▶ The task
The passage on maritime liens cites several reported cases, each beginning with a year in parentheses. List each of those years together with the case name that its citation gives.

▶ Document extract
+--

19. The Board also rejected the argument that as the pledges held the bills of lading they had an interest arising out of that possession which a Prise Court should recognise just as it recognises the carrier's possessory lien for freight. It was observed that the possession of the bills of lading or other documents of title was merely constructive or symbolical. The observation may here be interposed that on a similar line of reasoning, the appellants cannot be taken to have obtained possession, either constructive or actual, of the "Prins Knud" by securing the arrest of the vessel by the Admiralty Marshal. The vessel was thereupon in the custody of the Admiralty Court, not in the possession of the party merely because he procured the arrest. The principles laid down in the authorities just cited seem to negative the idea that a maritime lien can in itself give a claim against the captor of a ship in the Prise Court. Maritime liens hold an honoured place in the maritime law, as enforced in the Admiralty Court. That form of remedy is particularly important in a Court like the Admiralty Court, which is largely concerned with foreign litigants. The maritime lien enables the res to be made available to enforce the liability, though it also impleads the owners personally. In modern times, questions relating to maritime liens have been fully discussed, particularly in (1880) 5 PC 197 : 42 LT 273 : 28 WR 642 : 4 Asp MC 234, The Parlement Beige ; (1892) LR 1892 P. 304:61 LJ Adm 78 : 67 LT 563 : 7 Asp MC 251, The Dictator and (1916) 1 AC 145 : 85 LJ PC 49 : 1 P Cas 554 : 114 LT 10 : 13 Asp MC 215 : 60 SJ 292 : 32 TLR 103, The Odessa. The true nature of a maritime lien, which differs from a common law or possessory lien in that it does not depend on possession but attaches to the property into whatsoever hands it goes (1851) 7 Moo PC 267, The Bold Buccleugh; Harmer v. Bell was also well defined by that great lawyer Lord Gorell (then Gorell Barness J.) in (1897) LR 1897 P 226 : 66 LJ P 110 : 8 Asp MC 304 : 77 LT 98, The Ripon City No. 1., as being a privileged claim upon a vessel in respect of a service done to it, or injury caused by it, to be carried into effect by legal process. It is a right acquired by one over a thing belonging to another - a jus in re aliena. It is, so to speak, a subtraction from the absolute property of the owner of the thing.

+--

▶ Stored data
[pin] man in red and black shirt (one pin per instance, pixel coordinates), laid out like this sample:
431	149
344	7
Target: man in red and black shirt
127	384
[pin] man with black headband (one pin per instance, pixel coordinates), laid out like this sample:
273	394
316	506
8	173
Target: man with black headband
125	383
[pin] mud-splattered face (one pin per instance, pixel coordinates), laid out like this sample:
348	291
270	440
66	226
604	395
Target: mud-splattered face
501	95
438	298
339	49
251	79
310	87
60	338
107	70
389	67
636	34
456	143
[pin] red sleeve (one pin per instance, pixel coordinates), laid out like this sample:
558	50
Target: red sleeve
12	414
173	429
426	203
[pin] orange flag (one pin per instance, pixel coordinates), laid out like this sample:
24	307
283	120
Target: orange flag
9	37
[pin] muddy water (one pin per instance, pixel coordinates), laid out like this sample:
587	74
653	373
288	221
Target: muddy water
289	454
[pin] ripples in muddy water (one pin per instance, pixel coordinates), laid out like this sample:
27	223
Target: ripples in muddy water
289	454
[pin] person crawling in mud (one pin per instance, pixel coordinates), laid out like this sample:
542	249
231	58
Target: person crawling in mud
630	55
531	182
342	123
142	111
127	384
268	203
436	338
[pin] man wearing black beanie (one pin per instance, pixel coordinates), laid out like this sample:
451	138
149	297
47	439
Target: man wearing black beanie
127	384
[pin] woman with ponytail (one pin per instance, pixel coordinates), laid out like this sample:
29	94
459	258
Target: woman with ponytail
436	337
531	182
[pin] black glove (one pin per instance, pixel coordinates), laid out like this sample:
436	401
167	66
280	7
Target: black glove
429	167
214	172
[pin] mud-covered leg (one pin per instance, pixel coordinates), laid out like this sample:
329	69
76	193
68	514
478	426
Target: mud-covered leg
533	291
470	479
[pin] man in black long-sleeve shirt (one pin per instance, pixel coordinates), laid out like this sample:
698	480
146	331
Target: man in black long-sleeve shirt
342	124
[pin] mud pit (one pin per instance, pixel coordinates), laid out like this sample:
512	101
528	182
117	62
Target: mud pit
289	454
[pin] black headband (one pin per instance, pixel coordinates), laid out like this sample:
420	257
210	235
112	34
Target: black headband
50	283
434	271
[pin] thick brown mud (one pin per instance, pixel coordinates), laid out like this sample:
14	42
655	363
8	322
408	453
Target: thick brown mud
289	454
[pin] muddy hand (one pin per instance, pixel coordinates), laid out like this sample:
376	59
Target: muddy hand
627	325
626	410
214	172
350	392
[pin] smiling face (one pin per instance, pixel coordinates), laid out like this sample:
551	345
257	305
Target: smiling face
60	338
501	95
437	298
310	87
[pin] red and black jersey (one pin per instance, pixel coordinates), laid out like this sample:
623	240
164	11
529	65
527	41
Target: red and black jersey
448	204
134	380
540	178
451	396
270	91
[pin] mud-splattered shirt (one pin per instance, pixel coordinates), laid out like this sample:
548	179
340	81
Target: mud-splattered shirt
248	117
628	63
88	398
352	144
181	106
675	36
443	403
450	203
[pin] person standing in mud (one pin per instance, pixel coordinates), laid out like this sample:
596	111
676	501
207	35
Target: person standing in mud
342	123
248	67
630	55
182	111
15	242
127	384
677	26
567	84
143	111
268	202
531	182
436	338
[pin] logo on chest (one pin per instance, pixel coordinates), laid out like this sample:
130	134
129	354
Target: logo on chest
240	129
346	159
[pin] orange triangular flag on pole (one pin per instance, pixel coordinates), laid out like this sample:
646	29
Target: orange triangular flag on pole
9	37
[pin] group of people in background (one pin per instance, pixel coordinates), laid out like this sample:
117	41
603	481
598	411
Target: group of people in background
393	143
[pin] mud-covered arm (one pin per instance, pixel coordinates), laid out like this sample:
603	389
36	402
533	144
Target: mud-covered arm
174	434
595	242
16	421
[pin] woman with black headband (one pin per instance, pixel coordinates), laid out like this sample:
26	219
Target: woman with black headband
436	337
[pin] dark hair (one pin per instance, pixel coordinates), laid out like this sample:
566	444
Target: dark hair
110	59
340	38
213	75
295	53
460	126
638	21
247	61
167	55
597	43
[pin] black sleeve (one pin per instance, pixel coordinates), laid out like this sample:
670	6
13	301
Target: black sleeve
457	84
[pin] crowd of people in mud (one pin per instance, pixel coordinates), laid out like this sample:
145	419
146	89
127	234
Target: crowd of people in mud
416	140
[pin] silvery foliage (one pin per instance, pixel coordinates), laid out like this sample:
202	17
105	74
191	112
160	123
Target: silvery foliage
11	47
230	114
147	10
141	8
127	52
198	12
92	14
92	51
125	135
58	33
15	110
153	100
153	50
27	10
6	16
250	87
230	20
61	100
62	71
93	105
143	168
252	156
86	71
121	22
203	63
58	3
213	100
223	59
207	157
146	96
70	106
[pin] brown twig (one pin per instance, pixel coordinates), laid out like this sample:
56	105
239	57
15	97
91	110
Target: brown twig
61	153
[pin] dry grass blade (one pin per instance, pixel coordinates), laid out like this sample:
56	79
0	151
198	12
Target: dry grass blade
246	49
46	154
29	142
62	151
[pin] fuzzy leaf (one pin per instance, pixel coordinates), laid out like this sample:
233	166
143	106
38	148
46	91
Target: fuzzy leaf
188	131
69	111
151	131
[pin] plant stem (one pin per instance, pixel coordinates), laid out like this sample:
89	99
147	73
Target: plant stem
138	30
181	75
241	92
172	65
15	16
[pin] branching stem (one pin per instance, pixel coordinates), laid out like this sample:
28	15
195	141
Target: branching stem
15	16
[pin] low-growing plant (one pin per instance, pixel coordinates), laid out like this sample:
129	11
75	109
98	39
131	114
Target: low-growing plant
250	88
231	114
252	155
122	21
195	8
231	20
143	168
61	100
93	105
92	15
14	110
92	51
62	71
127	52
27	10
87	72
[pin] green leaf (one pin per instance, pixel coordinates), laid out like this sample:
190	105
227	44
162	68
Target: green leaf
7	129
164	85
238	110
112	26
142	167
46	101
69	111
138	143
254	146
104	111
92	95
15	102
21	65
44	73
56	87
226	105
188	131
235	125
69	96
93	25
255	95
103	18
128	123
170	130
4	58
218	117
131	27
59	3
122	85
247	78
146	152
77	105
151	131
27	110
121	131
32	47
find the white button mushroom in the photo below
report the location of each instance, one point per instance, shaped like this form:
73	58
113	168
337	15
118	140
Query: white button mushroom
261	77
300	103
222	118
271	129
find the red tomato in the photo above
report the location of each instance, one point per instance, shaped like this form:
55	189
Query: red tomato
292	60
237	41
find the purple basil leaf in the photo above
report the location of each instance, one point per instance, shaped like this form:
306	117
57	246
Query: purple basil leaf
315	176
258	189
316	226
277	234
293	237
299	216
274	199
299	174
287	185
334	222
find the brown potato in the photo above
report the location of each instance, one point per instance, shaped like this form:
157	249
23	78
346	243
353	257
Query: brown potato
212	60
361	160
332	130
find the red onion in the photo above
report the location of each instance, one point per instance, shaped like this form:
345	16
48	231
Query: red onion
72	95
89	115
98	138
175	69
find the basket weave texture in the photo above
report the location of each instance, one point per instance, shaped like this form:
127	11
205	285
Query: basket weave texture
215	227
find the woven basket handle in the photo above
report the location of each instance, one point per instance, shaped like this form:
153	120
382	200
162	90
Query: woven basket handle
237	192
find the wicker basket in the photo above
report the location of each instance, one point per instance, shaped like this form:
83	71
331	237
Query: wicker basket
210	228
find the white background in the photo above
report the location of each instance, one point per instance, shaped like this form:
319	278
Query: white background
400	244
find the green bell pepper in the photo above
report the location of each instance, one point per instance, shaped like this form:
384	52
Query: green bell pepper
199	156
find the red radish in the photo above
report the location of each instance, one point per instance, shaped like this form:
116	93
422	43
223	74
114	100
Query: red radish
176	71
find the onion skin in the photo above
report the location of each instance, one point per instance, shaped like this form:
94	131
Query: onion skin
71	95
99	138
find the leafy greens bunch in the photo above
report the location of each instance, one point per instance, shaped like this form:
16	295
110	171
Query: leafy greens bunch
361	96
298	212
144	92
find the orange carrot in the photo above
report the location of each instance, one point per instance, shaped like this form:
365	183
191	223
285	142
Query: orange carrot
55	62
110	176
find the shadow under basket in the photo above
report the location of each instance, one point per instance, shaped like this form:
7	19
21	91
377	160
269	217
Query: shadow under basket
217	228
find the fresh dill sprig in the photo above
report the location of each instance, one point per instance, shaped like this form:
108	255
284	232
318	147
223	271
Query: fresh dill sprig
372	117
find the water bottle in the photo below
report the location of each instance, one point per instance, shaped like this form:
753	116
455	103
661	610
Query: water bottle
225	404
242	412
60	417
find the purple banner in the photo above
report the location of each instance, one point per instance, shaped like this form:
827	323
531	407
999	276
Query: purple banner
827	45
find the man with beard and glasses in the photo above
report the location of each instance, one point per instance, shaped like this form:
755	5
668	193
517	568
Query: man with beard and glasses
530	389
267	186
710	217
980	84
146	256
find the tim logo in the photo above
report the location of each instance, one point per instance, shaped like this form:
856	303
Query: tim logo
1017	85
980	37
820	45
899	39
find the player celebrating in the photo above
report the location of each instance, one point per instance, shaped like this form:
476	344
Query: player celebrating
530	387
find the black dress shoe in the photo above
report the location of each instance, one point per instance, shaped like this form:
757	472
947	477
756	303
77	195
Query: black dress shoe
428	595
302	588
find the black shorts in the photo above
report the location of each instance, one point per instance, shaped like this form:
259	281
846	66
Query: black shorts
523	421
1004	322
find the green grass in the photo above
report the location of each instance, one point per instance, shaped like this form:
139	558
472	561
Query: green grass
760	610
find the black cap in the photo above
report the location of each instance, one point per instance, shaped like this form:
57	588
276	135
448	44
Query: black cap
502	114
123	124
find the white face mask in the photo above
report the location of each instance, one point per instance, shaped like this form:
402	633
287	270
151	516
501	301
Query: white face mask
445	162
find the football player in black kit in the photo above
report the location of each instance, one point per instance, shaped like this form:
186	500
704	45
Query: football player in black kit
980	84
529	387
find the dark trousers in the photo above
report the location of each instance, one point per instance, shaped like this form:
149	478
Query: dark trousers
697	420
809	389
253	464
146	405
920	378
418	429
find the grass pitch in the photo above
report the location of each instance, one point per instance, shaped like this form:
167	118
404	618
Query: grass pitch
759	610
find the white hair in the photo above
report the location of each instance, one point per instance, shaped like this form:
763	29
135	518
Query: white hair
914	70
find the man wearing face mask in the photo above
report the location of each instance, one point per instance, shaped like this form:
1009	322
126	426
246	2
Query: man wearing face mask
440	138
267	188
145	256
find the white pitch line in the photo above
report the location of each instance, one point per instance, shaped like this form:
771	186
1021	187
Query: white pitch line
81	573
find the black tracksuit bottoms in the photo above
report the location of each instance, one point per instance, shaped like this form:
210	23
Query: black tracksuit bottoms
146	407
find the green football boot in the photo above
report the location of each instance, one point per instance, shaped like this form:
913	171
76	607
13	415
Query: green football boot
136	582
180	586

+--

▶ Complete answer
1880: The Parlement Beige
1892: The Dictator
1916: The Odessa
1851: The Bold Buccleugh; Harmer v. Bell
1897: The Ripon City No. 1